THE TASK: What is needed is the run of lines from the one with "of the field" through the close of the data, set down exactly.

RECORDS FOR THE EXERCISE:
-------
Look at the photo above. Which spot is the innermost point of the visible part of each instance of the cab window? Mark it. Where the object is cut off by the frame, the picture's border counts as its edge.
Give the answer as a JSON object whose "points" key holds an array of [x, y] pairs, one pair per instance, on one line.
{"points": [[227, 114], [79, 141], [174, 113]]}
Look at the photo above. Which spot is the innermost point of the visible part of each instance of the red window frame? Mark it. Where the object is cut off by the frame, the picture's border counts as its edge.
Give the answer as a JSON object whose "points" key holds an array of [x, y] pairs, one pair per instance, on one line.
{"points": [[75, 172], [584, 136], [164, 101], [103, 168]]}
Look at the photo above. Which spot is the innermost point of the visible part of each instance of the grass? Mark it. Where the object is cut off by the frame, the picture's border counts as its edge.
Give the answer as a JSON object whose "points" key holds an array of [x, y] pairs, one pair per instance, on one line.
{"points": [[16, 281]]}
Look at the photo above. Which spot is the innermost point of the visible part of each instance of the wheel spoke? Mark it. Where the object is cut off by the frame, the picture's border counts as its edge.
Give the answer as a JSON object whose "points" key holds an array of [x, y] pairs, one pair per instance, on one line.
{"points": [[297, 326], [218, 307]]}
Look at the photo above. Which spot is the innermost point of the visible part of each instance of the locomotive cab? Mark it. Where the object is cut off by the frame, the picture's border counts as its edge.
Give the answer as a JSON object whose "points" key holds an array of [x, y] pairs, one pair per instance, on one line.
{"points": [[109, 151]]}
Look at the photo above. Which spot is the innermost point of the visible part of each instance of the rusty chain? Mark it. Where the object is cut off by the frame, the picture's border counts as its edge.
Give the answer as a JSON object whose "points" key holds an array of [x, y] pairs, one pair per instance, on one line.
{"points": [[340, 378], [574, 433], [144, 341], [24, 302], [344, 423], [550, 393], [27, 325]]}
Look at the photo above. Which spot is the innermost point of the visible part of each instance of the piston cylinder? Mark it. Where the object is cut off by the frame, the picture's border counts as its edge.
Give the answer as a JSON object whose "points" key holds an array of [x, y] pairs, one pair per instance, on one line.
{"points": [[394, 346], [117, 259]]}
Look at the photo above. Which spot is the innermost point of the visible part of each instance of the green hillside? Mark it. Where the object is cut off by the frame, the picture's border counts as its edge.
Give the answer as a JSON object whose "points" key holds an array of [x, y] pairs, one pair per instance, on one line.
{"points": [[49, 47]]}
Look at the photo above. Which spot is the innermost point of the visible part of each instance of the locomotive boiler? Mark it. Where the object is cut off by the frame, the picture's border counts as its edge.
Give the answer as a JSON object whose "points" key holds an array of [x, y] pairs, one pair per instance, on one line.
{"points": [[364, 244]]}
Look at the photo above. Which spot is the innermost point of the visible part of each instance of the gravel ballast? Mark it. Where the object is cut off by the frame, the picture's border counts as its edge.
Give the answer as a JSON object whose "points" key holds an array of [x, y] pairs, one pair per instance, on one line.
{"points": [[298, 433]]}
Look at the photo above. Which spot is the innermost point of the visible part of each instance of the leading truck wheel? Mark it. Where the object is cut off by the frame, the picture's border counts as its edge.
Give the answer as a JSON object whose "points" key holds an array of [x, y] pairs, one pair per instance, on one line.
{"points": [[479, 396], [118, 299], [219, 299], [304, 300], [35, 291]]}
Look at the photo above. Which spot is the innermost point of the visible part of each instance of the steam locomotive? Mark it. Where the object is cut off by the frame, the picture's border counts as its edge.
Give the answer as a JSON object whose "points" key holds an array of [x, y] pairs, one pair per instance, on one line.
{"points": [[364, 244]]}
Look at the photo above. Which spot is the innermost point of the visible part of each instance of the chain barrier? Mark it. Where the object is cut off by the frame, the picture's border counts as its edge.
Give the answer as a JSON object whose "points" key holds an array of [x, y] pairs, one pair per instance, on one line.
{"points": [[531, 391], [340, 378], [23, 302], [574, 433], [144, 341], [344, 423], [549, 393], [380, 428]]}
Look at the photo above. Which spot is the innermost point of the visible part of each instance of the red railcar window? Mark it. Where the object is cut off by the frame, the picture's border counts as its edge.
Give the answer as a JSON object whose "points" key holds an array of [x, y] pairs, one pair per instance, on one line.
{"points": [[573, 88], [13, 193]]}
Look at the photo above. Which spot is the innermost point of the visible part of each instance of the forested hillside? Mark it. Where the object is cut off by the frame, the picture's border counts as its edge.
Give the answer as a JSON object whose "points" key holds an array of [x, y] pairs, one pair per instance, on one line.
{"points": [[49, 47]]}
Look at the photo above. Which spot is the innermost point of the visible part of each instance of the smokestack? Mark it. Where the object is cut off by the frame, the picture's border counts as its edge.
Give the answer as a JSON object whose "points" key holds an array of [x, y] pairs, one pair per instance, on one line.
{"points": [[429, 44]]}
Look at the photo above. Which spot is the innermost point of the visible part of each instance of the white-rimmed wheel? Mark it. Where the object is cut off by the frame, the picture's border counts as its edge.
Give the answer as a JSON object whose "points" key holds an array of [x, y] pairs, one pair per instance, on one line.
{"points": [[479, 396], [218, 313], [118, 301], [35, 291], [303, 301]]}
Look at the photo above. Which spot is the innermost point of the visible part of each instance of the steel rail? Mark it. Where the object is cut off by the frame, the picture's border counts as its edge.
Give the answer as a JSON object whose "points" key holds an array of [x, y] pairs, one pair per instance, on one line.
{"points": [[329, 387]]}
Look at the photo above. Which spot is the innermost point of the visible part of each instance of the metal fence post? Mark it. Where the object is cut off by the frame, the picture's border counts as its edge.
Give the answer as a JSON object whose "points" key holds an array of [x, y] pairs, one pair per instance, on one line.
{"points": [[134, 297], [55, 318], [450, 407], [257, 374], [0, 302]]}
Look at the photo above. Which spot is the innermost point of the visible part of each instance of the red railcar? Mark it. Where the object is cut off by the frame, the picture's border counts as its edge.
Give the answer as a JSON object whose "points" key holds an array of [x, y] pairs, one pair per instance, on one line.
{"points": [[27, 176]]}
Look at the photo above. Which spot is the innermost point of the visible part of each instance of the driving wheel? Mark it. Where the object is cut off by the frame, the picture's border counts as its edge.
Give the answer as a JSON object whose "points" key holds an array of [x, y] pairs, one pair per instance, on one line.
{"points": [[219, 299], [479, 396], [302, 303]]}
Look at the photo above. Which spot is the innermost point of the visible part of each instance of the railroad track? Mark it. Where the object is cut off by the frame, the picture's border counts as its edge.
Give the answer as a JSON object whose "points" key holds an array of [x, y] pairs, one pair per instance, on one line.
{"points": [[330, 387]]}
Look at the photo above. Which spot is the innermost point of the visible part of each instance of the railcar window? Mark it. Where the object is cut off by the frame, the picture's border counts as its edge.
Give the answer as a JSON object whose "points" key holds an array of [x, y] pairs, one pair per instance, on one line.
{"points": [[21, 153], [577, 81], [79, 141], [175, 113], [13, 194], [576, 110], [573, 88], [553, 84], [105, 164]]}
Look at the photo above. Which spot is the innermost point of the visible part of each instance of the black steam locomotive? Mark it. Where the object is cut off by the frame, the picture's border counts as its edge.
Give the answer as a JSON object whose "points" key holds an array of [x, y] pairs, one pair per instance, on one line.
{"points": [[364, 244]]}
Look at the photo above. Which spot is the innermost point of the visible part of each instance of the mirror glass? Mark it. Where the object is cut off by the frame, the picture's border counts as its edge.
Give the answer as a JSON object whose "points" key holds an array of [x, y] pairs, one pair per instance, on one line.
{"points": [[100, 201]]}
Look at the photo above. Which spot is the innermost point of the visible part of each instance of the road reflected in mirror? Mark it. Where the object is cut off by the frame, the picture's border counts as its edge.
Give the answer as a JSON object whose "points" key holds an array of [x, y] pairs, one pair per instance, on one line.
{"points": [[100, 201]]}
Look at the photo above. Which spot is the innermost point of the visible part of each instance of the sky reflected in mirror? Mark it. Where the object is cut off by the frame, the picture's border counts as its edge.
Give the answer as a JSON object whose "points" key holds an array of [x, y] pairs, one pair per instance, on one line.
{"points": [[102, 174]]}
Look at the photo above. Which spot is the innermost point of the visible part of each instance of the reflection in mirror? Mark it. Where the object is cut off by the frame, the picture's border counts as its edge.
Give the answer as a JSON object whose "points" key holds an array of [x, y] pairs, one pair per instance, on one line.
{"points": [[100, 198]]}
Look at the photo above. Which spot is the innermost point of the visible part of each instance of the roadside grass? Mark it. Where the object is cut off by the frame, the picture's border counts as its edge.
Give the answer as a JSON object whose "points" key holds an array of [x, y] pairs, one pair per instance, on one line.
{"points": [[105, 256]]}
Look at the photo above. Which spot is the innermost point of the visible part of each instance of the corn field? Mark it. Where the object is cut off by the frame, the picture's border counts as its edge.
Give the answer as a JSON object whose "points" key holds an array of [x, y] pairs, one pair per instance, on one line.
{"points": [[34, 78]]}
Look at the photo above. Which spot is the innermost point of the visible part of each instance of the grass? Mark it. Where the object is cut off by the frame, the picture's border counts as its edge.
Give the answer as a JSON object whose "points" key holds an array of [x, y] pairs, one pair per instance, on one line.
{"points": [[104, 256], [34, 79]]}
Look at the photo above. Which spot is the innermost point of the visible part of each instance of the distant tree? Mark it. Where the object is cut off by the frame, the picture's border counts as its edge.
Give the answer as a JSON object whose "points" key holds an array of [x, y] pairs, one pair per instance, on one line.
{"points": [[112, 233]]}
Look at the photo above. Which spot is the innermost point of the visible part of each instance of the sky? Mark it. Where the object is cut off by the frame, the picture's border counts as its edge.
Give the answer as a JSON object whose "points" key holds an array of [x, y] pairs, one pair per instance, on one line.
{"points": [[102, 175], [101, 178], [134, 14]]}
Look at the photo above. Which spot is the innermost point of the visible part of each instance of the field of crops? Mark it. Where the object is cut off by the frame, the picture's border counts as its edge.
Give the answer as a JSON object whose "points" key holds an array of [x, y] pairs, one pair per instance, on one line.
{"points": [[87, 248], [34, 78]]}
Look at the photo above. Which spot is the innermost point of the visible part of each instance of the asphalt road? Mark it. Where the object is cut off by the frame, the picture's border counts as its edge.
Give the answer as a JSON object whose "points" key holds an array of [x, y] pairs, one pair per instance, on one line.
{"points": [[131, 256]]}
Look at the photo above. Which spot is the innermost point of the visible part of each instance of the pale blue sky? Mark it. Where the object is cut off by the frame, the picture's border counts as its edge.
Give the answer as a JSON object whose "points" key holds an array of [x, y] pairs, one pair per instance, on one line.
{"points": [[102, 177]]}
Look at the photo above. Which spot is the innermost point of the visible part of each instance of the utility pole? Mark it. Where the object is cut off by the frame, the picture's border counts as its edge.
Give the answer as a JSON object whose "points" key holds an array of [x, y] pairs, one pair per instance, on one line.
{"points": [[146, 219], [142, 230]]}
-------
ANSWER TO THIS EXERCISE:
Look at the photo above. Which spot is the innermost point of the visible part of each instance of the field of crops? Mark it. Where the object is cut off by the frame, the picture's border counts as its edge.
Give the answer as a JSON object whose "points" key holds an array of [x, y] pairs, one pair per instance, on one line.
{"points": [[87, 248], [34, 78]]}
Look at the photo above. Which spot is the innermost point of the visible part of each instance of the asphalt road? Mark it. Where the object is cut off by the frame, the picture's border counts as its edge.
Give the answer as a JSON object whose "points" key holds an array of [x, y] pairs, one pair per instance, on one line.
{"points": [[131, 256]]}
Look at the photo above. Which spot is the innermost point of the visible part of each instance of the pale blue sky? Mark it. Where the object is cut off by the frame, the picture's border counts as its edge.
Give the answer as a JSON object whose "points" key holds an array of [x, y] pairs, one pair per instance, on one line.
{"points": [[102, 177]]}
Look at the photo above. Which spot is the innermost point of the visible part of each instance of the utility pole? Mark it. Where the object is cut off by the frame, the picture's border counts as its edge.
Give the answer as a JSON object whose "points" key holds an array of [x, y] pairs, one pair per instance, on one line.
{"points": [[146, 219], [142, 230]]}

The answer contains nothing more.